*** Opening Text block ***

The advent of electronic searching (online or offline) has brought about some dislocated changes in the world of information:

* Many publications have ceased to appear in paper form. For example, the Canadian case digests published by Canada Law Book have been available on the online service QL Systems for decades. The print version was finally discontinued in 1994.

* Many online services have merged, to counteract the impact of the Internet. For example, Globe Information Services (Globe and Mail, Thomson) and Dow Jones Interactive (Wall Street Journal) have combined as InfoGlobe-Dow Jones Interactive. Now Canadian data can be easily obtained by international researchers. And Canadians have access to expert analyses of the mutual fund market, corporate information on publicly traded companies, securities price and volume data, price charts and data. Lexis-Nexis combined with Butterworths Canada to present over one billion documents online from over 20,000 sources.

* Many free information services have been launched, mainly by governments, on the Internet. For example, the Canadian Centre for Occupational Health and Safety has its information service on its Web site.<>

* Newly merged reference products are available in one bundle, such as Electric Library Canada (Rogers MultiMedia), which has three separate interfaces for libraries, consumers and businesses. Canadian content includes all the Maclean Hunter publications, The Canadian Encyclopedia, various dictionaries and quotation books, and the Toronto Star. <>

* Unfortunately for libraries, many government periodicals and annual reports are no longer available in paper format. Some good news from this action is that the legislative debates, while no longer in daily paper form, are posted on the Internet more quickly than paper publication once allowed, and they are also now fully searchable word documents.

* Most of the Internet (and online information in general) is dominated by the United States. English is the "lingua franca" of the Internet, and spellings tend to be the American version. Mass media Web sites have a heavy US bias, and because of the US government attitude to Freedom of Information, many databases are available for low or no cost: reverse phone lookups, reward money programs, credit bureaux, federal license plate checks, US tax courts, home price searches, drug test results, skiptracer databases, deadbeat parent locator service, sex offender registries, environmental investigations, national driver registry, bankruptcy courts, injury claims, casino fraud, child abuser lists, patents and trademarks, missing persons, military personnel records, physicians masterfile, various police reports, genealogy searches.

Here in Canada, municipal assessments were put on the Internet in Victoria, BC, and then almost immediately withdrawn because of concerns of privacy. Given time, the privacy issues will be resolved. For example, the National Archives of Canada put up veterans' records from World War I, data on more than 630,000 Canadians -- data now more than 82 years old and more readily available that it has ever been.

*** Closing Text block ***
*** Opening Data extract ***

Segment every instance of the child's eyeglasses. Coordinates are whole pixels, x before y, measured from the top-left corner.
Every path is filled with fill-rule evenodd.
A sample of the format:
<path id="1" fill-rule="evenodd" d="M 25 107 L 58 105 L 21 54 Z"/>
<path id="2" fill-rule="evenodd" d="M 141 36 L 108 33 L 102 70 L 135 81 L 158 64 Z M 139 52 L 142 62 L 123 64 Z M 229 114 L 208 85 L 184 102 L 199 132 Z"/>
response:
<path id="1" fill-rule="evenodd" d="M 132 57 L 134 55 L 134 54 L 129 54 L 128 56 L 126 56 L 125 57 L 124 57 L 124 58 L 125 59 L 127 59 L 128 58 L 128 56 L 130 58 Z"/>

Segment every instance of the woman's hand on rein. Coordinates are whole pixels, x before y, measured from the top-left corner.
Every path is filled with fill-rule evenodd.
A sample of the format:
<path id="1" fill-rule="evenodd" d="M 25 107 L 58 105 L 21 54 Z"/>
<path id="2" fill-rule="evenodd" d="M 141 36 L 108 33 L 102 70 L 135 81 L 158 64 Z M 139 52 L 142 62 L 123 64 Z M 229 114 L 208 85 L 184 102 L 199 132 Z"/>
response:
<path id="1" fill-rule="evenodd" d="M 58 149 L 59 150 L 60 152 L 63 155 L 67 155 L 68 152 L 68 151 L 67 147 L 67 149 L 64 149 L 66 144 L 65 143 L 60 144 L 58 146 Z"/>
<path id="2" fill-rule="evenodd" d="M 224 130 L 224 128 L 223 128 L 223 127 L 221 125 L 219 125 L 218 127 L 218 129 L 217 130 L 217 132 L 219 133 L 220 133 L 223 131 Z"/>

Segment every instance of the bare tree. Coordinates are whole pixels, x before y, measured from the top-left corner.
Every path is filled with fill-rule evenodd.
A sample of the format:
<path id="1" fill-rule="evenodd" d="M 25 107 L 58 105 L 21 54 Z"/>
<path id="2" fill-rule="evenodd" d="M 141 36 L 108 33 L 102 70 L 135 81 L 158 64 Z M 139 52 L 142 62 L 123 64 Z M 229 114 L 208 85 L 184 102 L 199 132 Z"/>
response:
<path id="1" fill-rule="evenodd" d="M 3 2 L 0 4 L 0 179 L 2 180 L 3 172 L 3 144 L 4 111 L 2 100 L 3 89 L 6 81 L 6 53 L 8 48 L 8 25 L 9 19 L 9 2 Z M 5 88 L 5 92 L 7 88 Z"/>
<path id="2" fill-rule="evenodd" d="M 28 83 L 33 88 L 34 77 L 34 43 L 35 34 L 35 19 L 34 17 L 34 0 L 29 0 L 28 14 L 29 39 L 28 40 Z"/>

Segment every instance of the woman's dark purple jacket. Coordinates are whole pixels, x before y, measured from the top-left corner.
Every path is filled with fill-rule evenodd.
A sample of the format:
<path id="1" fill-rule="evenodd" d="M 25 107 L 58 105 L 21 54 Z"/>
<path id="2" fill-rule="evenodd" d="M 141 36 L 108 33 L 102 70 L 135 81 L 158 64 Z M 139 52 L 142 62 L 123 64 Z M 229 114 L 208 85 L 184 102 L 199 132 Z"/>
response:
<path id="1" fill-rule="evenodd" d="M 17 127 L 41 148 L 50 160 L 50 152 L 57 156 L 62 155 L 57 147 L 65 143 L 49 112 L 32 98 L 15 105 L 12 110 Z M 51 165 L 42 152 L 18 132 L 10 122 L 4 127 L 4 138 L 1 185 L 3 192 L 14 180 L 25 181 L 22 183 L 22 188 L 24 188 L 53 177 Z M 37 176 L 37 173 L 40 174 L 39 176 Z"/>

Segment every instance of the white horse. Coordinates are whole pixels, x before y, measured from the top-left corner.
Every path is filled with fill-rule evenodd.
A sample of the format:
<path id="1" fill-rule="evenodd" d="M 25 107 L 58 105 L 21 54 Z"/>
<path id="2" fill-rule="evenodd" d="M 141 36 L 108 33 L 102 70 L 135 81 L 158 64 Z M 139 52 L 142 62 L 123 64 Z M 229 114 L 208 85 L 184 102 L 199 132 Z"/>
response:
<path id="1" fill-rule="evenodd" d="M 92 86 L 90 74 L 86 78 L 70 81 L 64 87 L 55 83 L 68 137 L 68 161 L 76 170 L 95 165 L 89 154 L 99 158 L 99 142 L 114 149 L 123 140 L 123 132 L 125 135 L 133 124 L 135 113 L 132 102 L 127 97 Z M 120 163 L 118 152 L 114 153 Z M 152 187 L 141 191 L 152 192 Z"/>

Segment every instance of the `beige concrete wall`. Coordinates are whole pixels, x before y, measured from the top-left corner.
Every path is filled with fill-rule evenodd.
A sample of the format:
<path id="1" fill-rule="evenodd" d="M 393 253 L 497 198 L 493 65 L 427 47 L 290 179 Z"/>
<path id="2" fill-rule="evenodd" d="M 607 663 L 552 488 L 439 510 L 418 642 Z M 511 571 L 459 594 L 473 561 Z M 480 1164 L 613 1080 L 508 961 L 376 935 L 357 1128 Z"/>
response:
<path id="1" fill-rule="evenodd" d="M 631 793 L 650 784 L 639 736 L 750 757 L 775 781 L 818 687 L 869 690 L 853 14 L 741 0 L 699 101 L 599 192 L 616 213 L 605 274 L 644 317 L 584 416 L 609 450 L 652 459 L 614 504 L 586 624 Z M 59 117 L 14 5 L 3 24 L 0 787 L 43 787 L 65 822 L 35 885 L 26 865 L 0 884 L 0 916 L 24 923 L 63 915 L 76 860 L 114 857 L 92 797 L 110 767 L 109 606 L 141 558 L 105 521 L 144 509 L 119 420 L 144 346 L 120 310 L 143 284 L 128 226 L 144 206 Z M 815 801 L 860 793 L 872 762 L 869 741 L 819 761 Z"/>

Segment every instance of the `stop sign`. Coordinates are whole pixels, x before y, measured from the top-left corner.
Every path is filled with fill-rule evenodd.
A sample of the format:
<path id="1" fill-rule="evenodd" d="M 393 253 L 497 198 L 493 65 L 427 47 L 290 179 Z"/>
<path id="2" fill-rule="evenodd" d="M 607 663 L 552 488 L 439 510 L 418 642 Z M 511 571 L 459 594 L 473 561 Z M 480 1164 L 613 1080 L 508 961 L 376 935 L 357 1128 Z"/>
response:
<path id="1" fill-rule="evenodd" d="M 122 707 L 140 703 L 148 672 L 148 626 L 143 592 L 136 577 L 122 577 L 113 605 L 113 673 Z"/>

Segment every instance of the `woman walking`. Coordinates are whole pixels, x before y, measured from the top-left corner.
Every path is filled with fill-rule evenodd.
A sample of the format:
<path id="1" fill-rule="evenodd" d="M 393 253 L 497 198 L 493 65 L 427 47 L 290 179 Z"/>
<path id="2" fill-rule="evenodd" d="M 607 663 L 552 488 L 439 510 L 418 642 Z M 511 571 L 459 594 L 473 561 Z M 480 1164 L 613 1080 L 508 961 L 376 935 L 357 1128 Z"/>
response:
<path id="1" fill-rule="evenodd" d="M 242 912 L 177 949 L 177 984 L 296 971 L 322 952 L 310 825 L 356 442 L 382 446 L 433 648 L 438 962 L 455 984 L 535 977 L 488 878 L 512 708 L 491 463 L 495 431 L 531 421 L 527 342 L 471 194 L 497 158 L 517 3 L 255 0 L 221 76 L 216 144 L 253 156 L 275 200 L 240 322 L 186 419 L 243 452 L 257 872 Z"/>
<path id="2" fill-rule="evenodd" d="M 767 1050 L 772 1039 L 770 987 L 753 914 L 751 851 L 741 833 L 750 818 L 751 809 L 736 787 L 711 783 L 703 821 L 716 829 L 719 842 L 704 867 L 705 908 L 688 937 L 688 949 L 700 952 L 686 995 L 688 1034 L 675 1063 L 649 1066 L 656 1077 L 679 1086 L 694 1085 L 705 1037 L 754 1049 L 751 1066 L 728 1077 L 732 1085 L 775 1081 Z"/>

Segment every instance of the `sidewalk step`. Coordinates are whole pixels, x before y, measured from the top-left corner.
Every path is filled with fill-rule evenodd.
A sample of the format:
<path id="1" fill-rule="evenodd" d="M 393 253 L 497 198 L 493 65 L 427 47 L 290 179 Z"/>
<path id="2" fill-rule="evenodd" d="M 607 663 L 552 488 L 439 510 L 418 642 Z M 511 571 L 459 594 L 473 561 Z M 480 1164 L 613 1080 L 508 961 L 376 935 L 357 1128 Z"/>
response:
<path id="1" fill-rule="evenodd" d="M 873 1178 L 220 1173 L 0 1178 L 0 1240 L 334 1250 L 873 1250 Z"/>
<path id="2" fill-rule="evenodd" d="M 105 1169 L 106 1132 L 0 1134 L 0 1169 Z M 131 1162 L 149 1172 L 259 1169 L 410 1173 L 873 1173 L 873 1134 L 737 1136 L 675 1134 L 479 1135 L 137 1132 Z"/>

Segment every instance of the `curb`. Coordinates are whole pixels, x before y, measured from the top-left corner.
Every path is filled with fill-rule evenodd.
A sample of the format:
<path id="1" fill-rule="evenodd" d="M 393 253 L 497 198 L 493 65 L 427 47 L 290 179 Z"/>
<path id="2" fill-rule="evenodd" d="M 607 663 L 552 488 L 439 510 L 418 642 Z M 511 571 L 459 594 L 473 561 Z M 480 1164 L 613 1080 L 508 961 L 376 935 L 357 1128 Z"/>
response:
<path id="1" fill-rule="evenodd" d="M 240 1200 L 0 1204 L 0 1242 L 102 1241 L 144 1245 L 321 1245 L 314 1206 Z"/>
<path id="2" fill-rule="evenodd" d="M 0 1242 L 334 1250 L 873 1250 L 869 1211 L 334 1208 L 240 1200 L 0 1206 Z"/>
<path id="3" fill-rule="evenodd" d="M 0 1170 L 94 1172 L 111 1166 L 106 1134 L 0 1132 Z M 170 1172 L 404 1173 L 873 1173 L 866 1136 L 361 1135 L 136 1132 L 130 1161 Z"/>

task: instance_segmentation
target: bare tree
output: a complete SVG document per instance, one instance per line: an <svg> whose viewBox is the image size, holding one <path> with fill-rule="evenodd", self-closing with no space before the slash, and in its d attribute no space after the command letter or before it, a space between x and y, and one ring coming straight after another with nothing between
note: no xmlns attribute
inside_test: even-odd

*** Closing Data extract ***

■ **Aim of the exercise**: Continue the text on how electronic searching has changed the world of information, beginning after its final sentence.

■ **Answer space**:
* It takes twice as long to find relevant documents on the free Web as it does on pay-for online services. Studies have shown that while the Web and the online services yielded the same number of valuable documents, the Web also returned twice the number of useless documents and also had problems with broken links. These slowed down research time. Choosing the free Web or a pay-for service depends on whether the researcher prefers to spend money or time.

* Studies have also shown that while searching Web sites is slightly faster at finding information than searching databases and print in a library, the library searches were more accurate. In the studies, no real evaluation of the Web sites was made, in the interest of speed, and this resulted in inaccuracies. Web sites can be used for quick information on certain subjects and definitely for finding updated information. But the library's collections can be just as quick, and the information is more trustworthy.

Factor in the Internet's 24-hour accessibility and working from home, and the bottom line is definitely skewed towards the Web sites. Pluses for the libraries: they are better organized than Web sites and older information is just as good as newer data if it doesn't have to be current. Plusses for the Internet: it is more current and it has more primary sources available from around the world.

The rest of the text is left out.